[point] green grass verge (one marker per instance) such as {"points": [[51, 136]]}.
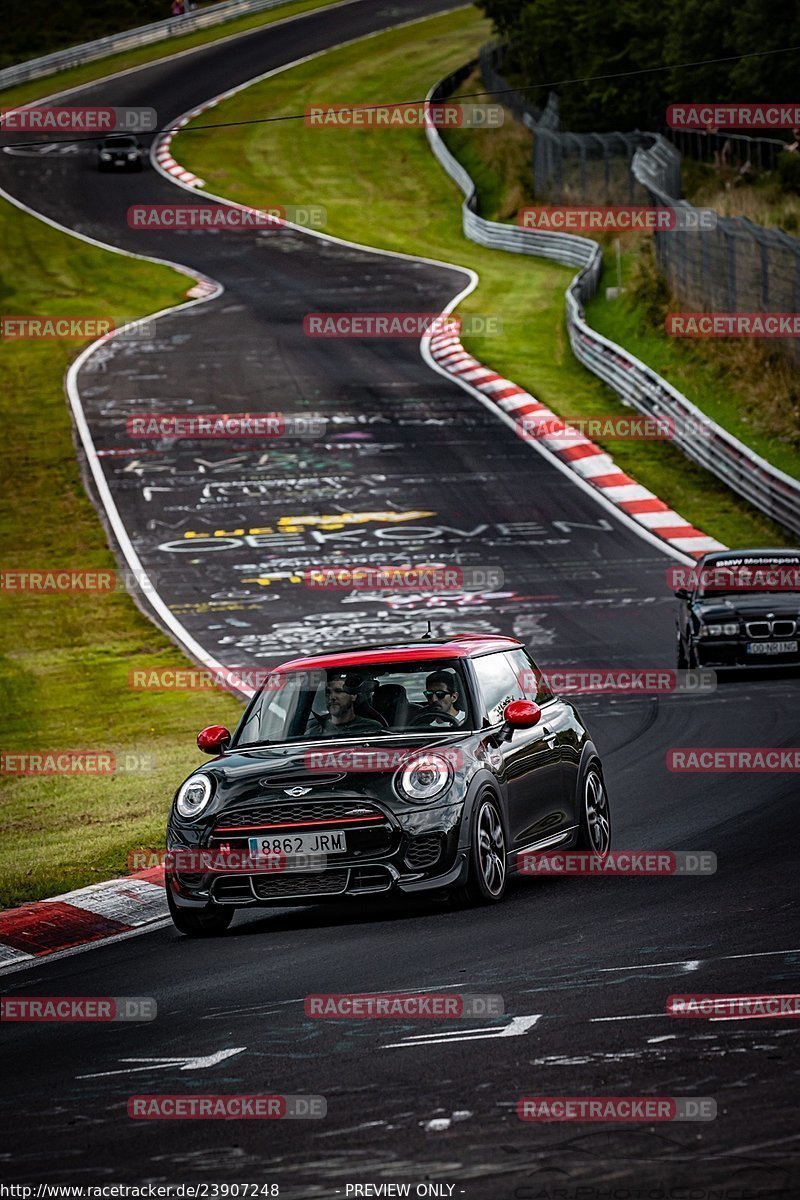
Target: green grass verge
{"points": [[65, 659], [384, 189], [26, 93], [708, 373]]}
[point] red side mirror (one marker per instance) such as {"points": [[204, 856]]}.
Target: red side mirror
{"points": [[214, 739], [521, 714]]}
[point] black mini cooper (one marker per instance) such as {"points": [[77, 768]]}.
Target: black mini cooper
{"points": [[429, 767]]}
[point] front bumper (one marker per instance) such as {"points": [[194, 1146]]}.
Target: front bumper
{"points": [[415, 851]]}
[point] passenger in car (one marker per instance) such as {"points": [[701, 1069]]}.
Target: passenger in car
{"points": [[341, 719], [441, 695]]}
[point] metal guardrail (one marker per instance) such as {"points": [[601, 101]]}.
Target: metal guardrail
{"points": [[705, 443], [157, 31]]}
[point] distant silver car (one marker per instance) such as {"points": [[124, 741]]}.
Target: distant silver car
{"points": [[120, 151]]}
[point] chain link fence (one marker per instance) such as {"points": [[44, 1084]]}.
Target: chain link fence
{"points": [[737, 267]]}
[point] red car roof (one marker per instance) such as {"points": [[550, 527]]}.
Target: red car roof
{"points": [[464, 646]]}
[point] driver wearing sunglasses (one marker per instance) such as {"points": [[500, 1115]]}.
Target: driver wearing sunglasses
{"points": [[441, 695]]}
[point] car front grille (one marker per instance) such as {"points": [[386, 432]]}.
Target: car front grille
{"points": [[782, 628], [265, 815], [268, 887], [423, 851]]}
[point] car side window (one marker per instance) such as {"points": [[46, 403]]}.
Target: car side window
{"points": [[529, 677], [498, 684]]}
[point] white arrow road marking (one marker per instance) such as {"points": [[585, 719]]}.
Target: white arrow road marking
{"points": [[517, 1026], [161, 1063]]}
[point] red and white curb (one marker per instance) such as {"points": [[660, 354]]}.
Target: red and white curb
{"points": [[89, 915], [587, 460], [162, 154]]}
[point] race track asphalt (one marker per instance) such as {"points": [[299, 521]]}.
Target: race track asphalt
{"points": [[593, 960]]}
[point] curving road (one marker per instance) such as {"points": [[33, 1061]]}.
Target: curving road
{"points": [[429, 474]]}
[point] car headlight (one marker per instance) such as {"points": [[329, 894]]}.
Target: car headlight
{"points": [[193, 796], [423, 778]]}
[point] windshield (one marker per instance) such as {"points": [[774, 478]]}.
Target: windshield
{"points": [[744, 579], [359, 702]]}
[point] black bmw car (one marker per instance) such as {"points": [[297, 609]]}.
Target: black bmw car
{"points": [[120, 151], [741, 610], [414, 768]]}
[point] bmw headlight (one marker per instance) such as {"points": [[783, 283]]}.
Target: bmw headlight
{"points": [[193, 796], [423, 778]]}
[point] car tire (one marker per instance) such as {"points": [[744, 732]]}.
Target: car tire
{"points": [[595, 833], [486, 882], [208, 922]]}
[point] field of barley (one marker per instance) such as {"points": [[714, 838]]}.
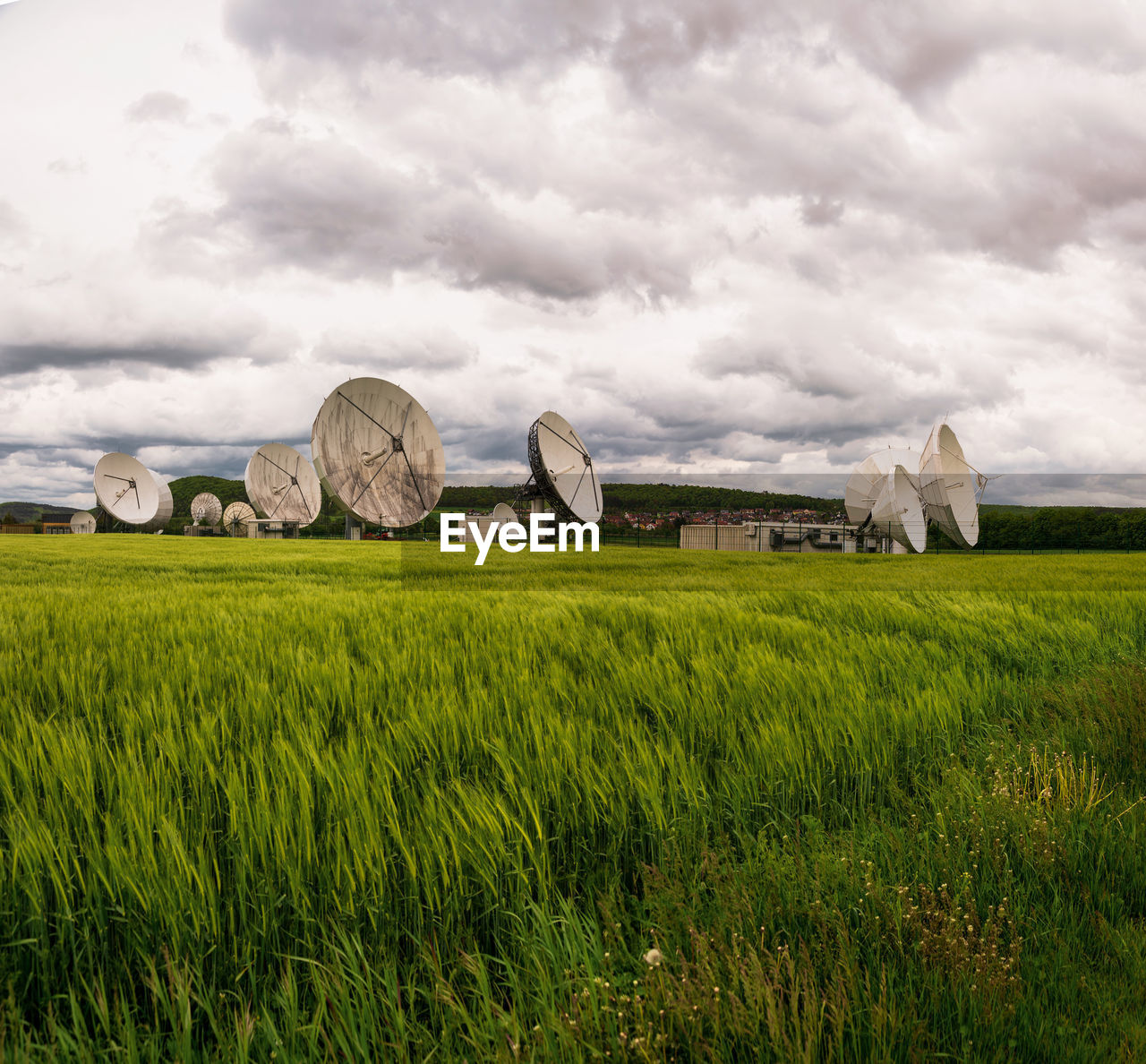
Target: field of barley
{"points": [[363, 802]]}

---

- **What is expected**:
Render every line of the records above as a JSON list of strings, one string per line, leaving out blank lines and the pictures.

- **Task solution**:
[
  "[point] green grass verge (one marker per instance) such as {\"points\": [[51, 136]]}.",
  "Target: green grass verge",
  "{\"points\": [[65, 659], [384, 189], [26, 93], [708, 373]]}",
  "[point] red side mirror (one marker per instance) such as {\"points\": [[204, 856]]}.",
  "Target: red side mirror",
  "{\"points\": [[214, 739], [521, 714]]}",
  "[point] black mini cooper (one marker per instance) such as {\"points\": [[77, 768]]}.",
  "Target: black mini cooper",
  "{\"points\": [[429, 767]]}",
  "[point] front bumper (one marker per instance) such as {\"points\": [[194, 1146]]}.",
  "Target: front bumper",
  "{\"points\": [[415, 851]]}",
  "[point] passenger in car (one marker per instance) such as {\"points\": [[701, 1069]]}.",
  "Target: passenger in car",
  "{\"points\": [[341, 719], [441, 695]]}",
  "[point] metal guardrail (one marker per instance) such as {\"points\": [[601, 101]]}.",
  "Target: metal guardrail",
  "{\"points\": [[705, 443], [157, 31]]}",
  "[point] distant silver car (one marker per instance) such as {\"points\": [[124, 741]]}.",
  "Target: distant silver car",
  "{\"points\": [[120, 151]]}",
  "[point] chain link fence (one marker per instance) such as {\"points\": [[44, 1084]]}.",
  "Target: chain link fence",
  "{\"points\": [[737, 267]]}",
  "[point] red car roof (one marker per instance) such as {\"points\": [[550, 527]]}.",
  "Target: red car roof",
  "{\"points\": [[464, 646]]}",
  "[point] driver wearing sunglasses (one marker per instance) such as {\"points\": [[500, 1115]]}.",
  "Target: driver wearing sunglasses",
  "{\"points\": [[441, 695]]}",
  "[point] car front grille (one marker per instance) such as {\"points\": [[386, 432]]}.",
  "Target: car front grille",
  "{\"points\": [[782, 628], [265, 815], [268, 887], [423, 851]]}",
  "[point] car side window (one marker per instance) such as {\"points\": [[46, 403]]}.",
  "Target: car side window",
  "{\"points\": [[529, 677], [498, 684]]}",
  "[point] white arrow road marking (one marker per instance) such as {\"points\": [[585, 719]]}.",
  "Target: white arrow road marking",
  "{\"points\": [[517, 1026], [161, 1063]]}",
  "[point] red and white curb (one marker per instance) such as {\"points\": [[660, 354]]}.",
  "Target: red and white curb",
  "{\"points\": [[89, 915], [587, 460], [162, 154]]}",
  "[point] race track asphalt (one marker per instance) such as {\"points\": [[299, 521]]}.",
  "Target: race track asphalt",
  "{\"points\": [[593, 960]]}",
  "[point] curving road (one marker per instance) such as {\"points\": [[33, 1061]]}.",
  "Target: curving road",
  "{\"points\": [[429, 474]]}",
  "[point] car headlight (one marker per instance) such as {\"points\": [[329, 894]]}.",
  "Target: car headlight",
  "{\"points\": [[193, 796], [423, 778]]}",
  "[point] windshield (one marker per instance) such as {\"points\": [[774, 478]]}.",
  "Target: windshield",
  "{\"points\": [[744, 579], [359, 702]]}",
  "[point] black bmw car (one marker per instance) such as {\"points\": [[297, 609]]}.",
  "Target: black bmw car",
  "{\"points\": [[120, 151], [741, 610], [414, 768]]}",
  "[point] bmw headlight (one marker per instance) such as {\"points\": [[783, 283]]}.",
  "Target: bmw headlight",
  "{\"points\": [[193, 796], [423, 778]]}",
  "[point] car tire (one marker per instance) such as {\"points\": [[744, 732]]}.",
  "Target: car tire",
  "{\"points\": [[595, 833], [486, 882], [208, 922]]}",
  "[point] field of barley (one marker per instance) such as {\"points\": [[714, 838]]}.",
  "Target: field of barley",
  "{\"points\": [[363, 802]]}"
]